[begin RECORDS FOR THIS TASK]

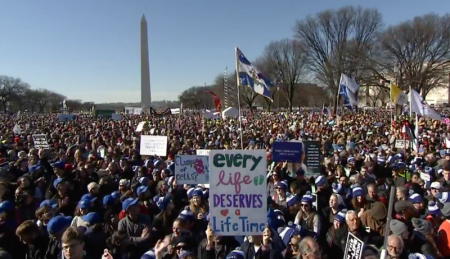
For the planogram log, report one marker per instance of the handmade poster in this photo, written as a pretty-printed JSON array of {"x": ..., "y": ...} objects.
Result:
[
  {"x": 238, "y": 194},
  {"x": 153, "y": 145},
  {"x": 191, "y": 169}
]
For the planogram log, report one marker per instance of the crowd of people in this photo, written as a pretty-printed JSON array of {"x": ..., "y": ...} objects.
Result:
[{"x": 91, "y": 194}]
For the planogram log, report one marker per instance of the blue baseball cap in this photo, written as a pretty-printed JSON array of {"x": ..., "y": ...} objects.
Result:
[
  {"x": 34, "y": 168},
  {"x": 108, "y": 199},
  {"x": 141, "y": 189},
  {"x": 128, "y": 203},
  {"x": 49, "y": 203},
  {"x": 58, "y": 224},
  {"x": 115, "y": 194},
  {"x": 88, "y": 197},
  {"x": 6, "y": 206},
  {"x": 57, "y": 181},
  {"x": 84, "y": 204},
  {"x": 59, "y": 164},
  {"x": 91, "y": 218}
]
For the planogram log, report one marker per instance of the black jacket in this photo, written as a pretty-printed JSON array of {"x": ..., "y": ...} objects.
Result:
[
  {"x": 54, "y": 249},
  {"x": 38, "y": 248},
  {"x": 227, "y": 245},
  {"x": 272, "y": 251}
]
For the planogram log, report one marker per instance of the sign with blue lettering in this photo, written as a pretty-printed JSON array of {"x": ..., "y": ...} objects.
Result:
[
  {"x": 238, "y": 194},
  {"x": 191, "y": 169},
  {"x": 287, "y": 151}
]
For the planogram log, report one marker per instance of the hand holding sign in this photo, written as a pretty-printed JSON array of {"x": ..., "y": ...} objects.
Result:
[{"x": 266, "y": 236}]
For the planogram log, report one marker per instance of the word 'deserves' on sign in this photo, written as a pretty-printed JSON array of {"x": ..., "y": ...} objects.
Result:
[
  {"x": 243, "y": 225},
  {"x": 238, "y": 194},
  {"x": 237, "y": 160}
]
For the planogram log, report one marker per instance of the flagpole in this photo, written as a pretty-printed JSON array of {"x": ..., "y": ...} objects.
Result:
[
  {"x": 410, "y": 102},
  {"x": 239, "y": 95}
]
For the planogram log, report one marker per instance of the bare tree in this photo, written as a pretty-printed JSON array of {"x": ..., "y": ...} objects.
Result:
[
  {"x": 10, "y": 89},
  {"x": 332, "y": 37},
  {"x": 287, "y": 58},
  {"x": 420, "y": 50}
]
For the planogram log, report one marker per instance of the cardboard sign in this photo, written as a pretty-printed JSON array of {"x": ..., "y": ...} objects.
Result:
[
  {"x": 153, "y": 145},
  {"x": 238, "y": 194},
  {"x": 312, "y": 157},
  {"x": 401, "y": 144},
  {"x": 40, "y": 141},
  {"x": 191, "y": 169},
  {"x": 287, "y": 151},
  {"x": 354, "y": 247}
]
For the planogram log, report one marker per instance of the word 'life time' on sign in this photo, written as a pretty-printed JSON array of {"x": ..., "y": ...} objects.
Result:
[
  {"x": 238, "y": 196},
  {"x": 191, "y": 169}
]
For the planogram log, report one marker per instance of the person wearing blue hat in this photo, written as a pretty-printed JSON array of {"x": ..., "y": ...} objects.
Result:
[
  {"x": 160, "y": 223},
  {"x": 6, "y": 215},
  {"x": 137, "y": 226},
  {"x": 56, "y": 227},
  {"x": 91, "y": 218},
  {"x": 306, "y": 213},
  {"x": 35, "y": 241},
  {"x": 198, "y": 204},
  {"x": 83, "y": 208}
]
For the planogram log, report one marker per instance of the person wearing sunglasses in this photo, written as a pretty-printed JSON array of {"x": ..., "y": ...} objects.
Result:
[
  {"x": 307, "y": 217},
  {"x": 309, "y": 249}
]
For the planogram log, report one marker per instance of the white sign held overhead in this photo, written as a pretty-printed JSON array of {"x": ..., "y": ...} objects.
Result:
[{"x": 153, "y": 145}]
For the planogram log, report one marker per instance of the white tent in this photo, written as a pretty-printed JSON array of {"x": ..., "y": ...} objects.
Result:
[
  {"x": 211, "y": 115},
  {"x": 230, "y": 112}
]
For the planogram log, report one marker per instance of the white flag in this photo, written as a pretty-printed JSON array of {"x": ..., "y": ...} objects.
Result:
[{"x": 421, "y": 108}]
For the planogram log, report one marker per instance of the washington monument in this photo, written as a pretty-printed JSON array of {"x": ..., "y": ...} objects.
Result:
[{"x": 146, "y": 98}]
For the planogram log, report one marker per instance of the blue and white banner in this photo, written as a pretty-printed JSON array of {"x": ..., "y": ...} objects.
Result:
[
  {"x": 249, "y": 76},
  {"x": 348, "y": 89},
  {"x": 287, "y": 151}
]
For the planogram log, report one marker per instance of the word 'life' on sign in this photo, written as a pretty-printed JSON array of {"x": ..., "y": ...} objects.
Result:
[
  {"x": 153, "y": 145},
  {"x": 40, "y": 141},
  {"x": 354, "y": 247},
  {"x": 238, "y": 196},
  {"x": 191, "y": 169}
]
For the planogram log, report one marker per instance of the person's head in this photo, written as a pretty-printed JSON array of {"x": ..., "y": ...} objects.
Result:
[
  {"x": 371, "y": 191},
  {"x": 394, "y": 246},
  {"x": 309, "y": 249},
  {"x": 57, "y": 225},
  {"x": 72, "y": 242},
  {"x": 93, "y": 188},
  {"x": 178, "y": 226},
  {"x": 435, "y": 188},
  {"x": 399, "y": 228},
  {"x": 197, "y": 196},
  {"x": 400, "y": 193},
  {"x": 27, "y": 231},
  {"x": 131, "y": 207},
  {"x": 446, "y": 172},
  {"x": 351, "y": 218},
  {"x": 60, "y": 185},
  {"x": 44, "y": 213},
  {"x": 339, "y": 219},
  {"x": 333, "y": 202}
]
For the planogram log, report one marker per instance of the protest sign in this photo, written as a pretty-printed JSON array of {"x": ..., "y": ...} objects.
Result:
[
  {"x": 401, "y": 144},
  {"x": 202, "y": 152},
  {"x": 287, "y": 151},
  {"x": 40, "y": 141},
  {"x": 312, "y": 157},
  {"x": 191, "y": 169},
  {"x": 153, "y": 145},
  {"x": 354, "y": 247},
  {"x": 238, "y": 194}
]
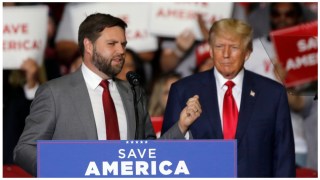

[end RECORDS FOR THIS TASK]

Output the data above as a Markdown table with the columns Number and Line, giving each line its own numbered row. Leave out the pictures and any blank lines.

• COMPLETED EXERCISE:
| Number | Line |
|---|---|
| 1 | For the planogram log, report one marker per instance of the handmade poster in this photo, written as a pretty-printed JSON array of {"x": ..., "y": ...} objects. |
| 2 | Result: |
| 3 | [ |
| 4 |   {"x": 238, "y": 194}, |
| 5 |   {"x": 153, "y": 145}, |
| 6 |   {"x": 191, "y": 169} |
| 7 | ] |
| 8 | For the planogram log, report one marker per instance of the crowd of people in this photo, written as a pretty-printed JSON array of {"x": ..., "y": ...} objects. |
| 9 | Result: |
| 10 | [{"x": 91, "y": 194}] |
| 11 | For the planogram log, report one marker per instance of the blue baseball cap in this photo, written as a pretty-printed JSON array of {"x": ..., "y": ...} objects. |
| 12 | Result: |
| 13 | [ |
| 14 |   {"x": 34, "y": 168}, |
| 15 |   {"x": 108, "y": 199}, |
| 16 |   {"x": 141, "y": 189}, |
| 17 |   {"x": 128, "y": 203}, |
| 18 |   {"x": 49, "y": 203}, |
| 19 |   {"x": 58, "y": 224}, |
| 20 |   {"x": 115, "y": 194}, |
| 21 |   {"x": 88, "y": 197}, |
| 22 |   {"x": 6, "y": 206}, |
| 23 |   {"x": 57, "y": 181}, |
| 24 |   {"x": 84, "y": 204}, |
| 25 |   {"x": 59, "y": 164}, |
| 26 |   {"x": 91, "y": 218} |
| 27 | ] |
| 28 | For the planogram log, report one marker per instance of the black jacket in this photo, written as a pretty-printed JSON array of {"x": ..., "y": ...} objects. |
| 29 | Result: |
| 30 | [ |
| 31 |   {"x": 54, "y": 249}, |
| 32 |   {"x": 38, "y": 248}, |
| 33 |   {"x": 227, "y": 245}, |
| 34 |   {"x": 272, "y": 251} |
| 35 | ] |
| 36 | For the planogram log, report one marker per instance of the sign with blue lettering in this photo, written as a pretty-printed JSON array of {"x": ..., "y": ...} objects. |
| 37 | Result: |
| 38 | [ |
| 39 |   {"x": 238, "y": 194}, |
| 40 |   {"x": 191, "y": 169}, |
| 41 |   {"x": 287, "y": 151} |
| 42 | ] |
| 43 | For the planogram log, report one marker per instance of the hand holding sign in this photo, written as a pretty-printed JSON array of {"x": ..., "y": ...} objects. |
| 44 | Result: |
| 45 | [{"x": 266, "y": 236}] |
| 46 | For the planogram log, report one marker per instance of the word 'deserves' on sign in this photo, written as a pretty-printed JSON array of {"x": ..., "y": ...} objects. |
| 47 | Result: |
| 48 | [ |
| 49 |   {"x": 243, "y": 225}, |
| 50 |   {"x": 238, "y": 194}, |
| 51 |   {"x": 237, "y": 160} |
| 52 | ] |
| 53 | For the planogram log, report one marker per instance of the flagpole in this photo, written as a pretty-printed JSON array of {"x": ..., "y": ...} objects. |
| 54 | Result: |
| 55 | [ |
| 56 |   {"x": 410, "y": 102}, |
| 57 |   {"x": 239, "y": 95} |
| 58 | ] |
| 59 | For the planogram log, report one marker per instance of the bare tree in this photo, written as a pretty-printed JSON array of {"x": ..., "y": ...} objects. |
| 60 | Result: |
| 61 | [ |
| 62 |   {"x": 10, "y": 89}, |
| 63 |   {"x": 332, "y": 37}, |
| 64 |   {"x": 287, "y": 58}, |
| 65 |   {"x": 420, "y": 50} |
| 66 | ] |
| 67 | For the planogram log, report one marker per instance of the cardboard sign in this photo, written as a pretty-printed JSON array of {"x": ..., "y": ...} objects. |
| 68 | Result: |
| 69 | [ |
| 70 |   {"x": 153, "y": 145}, |
| 71 |   {"x": 238, "y": 194}, |
| 72 |   {"x": 312, "y": 157}, |
| 73 |   {"x": 401, "y": 144}, |
| 74 |   {"x": 40, "y": 141}, |
| 75 |   {"x": 191, "y": 169}, |
| 76 |   {"x": 287, "y": 151}, |
| 77 |   {"x": 354, "y": 247} |
| 78 | ] |
| 79 | For the planogram log, report one marker per instance of the word 'life time' on sign in this photo, written as a pretty-printed JSON array of {"x": ..., "y": ...} objects. |
| 80 | Result: |
| 81 | [ |
| 82 |   {"x": 238, "y": 196}, |
| 83 |   {"x": 191, "y": 169} |
| 84 | ] |
| 85 | For the planogram log, report one marker per instance of the person wearing blue hat in this photo, written as a pretty-printed JSON array of {"x": ..., "y": ...} objects. |
| 86 | Result: |
| 87 | [ |
| 88 |   {"x": 160, "y": 223}, |
| 89 |   {"x": 6, "y": 215}, |
| 90 |   {"x": 137, "y": 226}, |
| 91 |   {"x": 56, "y": 227}, |
| 92 |   {"x": 91, "y": 218}, |
| 93 |   {"x": 306, "y": 213}, |
| 94 |   {"x": 35, "y": 241}, |
| 95 |   {"x": 198, "y": 204}, |
| 96 |   {"x": 83, "y": 208} |
| 97 | ] |
| 98 | For the planogram log, report one marker per instance of the person wearing sunglasses in this photo, written as a pretty-printed JSON array of {"x": ..., "y": ...} objects. |
| 99 | Result: |
| 100 | [ |
| 101 |   {"x": 307, "y": 217}, |
| 102 |   {"x": 309, "y": 249} |
| 103 | ] |
| 104 | For the planogram log, report one marker per instance of the white sign held overhead in this photo, written as a pretty-printed JSON array of {"x": ..., "y": ...} objects. |
| 105 | Result: |
| 106 | [{"x": 153, "y": 145}] |
| 107 | For the planogram log, report one marker per instance of the white tent in this photo, written as a pretty-printed JSON array of {"x": ..., "y": ...} objects. |
| 108 | Result: |
| 109 | [ |
| 110 |   {"x": 211, "y": 115}, |
| 111 |   {"x": 230, "y": 112} |
| 112 | ] |
| 113 | For the planogram log, report one marker per instance of the white flag in this photo, written as a pretty-printed JSON array of {"x": ..., "y": ...} objects. |
| 114 | Result: |
| 115 | [{"x": 421, "y": 108}] |
| 116 | For the planogram log, report one marker per instance of the washington monument in this photo, written as a pretty-printed JSON array of {"x": ..., "y": ...} objects. |
| 117 | Result: |
| 118 | [{"x": 146, "y": 98}] |
| 119 | For the planogram log, report one marker per instance of the blue and white banner in this photo, written as a pretty-printed JSON array of {"x": ..., "y": ...} objects. |
| 120 | Result: |
| 121 | [ |
| 122 |   {"x": 249, "y": 76}, |
| 123 |   {"x": 348, "y": 89}, |
| 124 |   {"x": 287, "y": 151} |
| 125 | ] |
| 126 | For the planogram log, report one marker per instance of the word 'life' on sign in this photo, written as a pretty-printed JSON array of {"x": ..., "y": ...} objects. |
| 127 | Result: |
| 128 | [ |
| 129 |   {"x": 153, "y": 145}, |
| 130 |   {"x": 40, "y": 141}, |
| 131 |   {"x": 354, "y": 247}, |
| 132 |   {"x": 238, "y": 196}, |
| 133 |   {"x": 191, "y": 169} |
| 134 | ] |
| 135 | For the planogram log, report one marker per instance of the person's head in this photo, written as a pretty-printed JSON array of {"x": ..., "y": ...} objects. |
| 136 | Result: |
| 137 | [ |
| 138 |   {"x": 371, "y": 191}, |
| 139 |   {"x": 394, "y": 246}, |
| 140 |   {"x": 309, "y": 249}, |
| 141 |   {"x": 57, "y": 225}, |
| 142 |   {"x": 72, "y": 242}, |
| 143 |   {"x": 93, "y": 188}, |
| 144 |   {"x": 178, "y": 226}, |
| 145 |   {"x": 435, "y": 188}, |
| 146 |   {"x": 399, "y": 228}, |
| 147 |   {"x": 197, "y": 196}, |
| 148 |   {"x": 400, "y": 193}, |
| 149 |   {"x": 27, "y": 231}, |
| 150 |   {"x": 131, "y": 207}, |
| 151 |   {"x": 446, "y": 172}, |
| 152 |   {"x": 351, "y": 218}, |
| 153 |   {"x": 60, "y": 185}, |
| 154 |   {"x": 44, "y": 213}, |
| 155 |   {"x": 339, "y": 219}, |
| 156 |   {"x": 333, "y": 202} |
| 157 | ] |
| 158 | For the planogram log, report one marker per instance of the protest sign in this photo, written as a pretty-printed JSON array of {"x": ..., "y": ...} objects. |
| 159 | Result: |
| 160 | [ |
| 161 |   {"x": 401, "y": 144}, |
| 162 |   {"x": 202, "y": 152}, |
| 163 |   {"x": 287, "y": 151}, |
| 164 |   {"x": 40, "y": 141}, |
| 165 |   {"x": 312, "y": 157}, |
| 166 |   {"x": 191, "y": 169}, |
| 167 |   {"x": 153, "y": 145}, |
| 168 |   {"x": 354, "y": 247}, |
| 169 |   {"x": 238, "y": 194} |
| 170 | ] |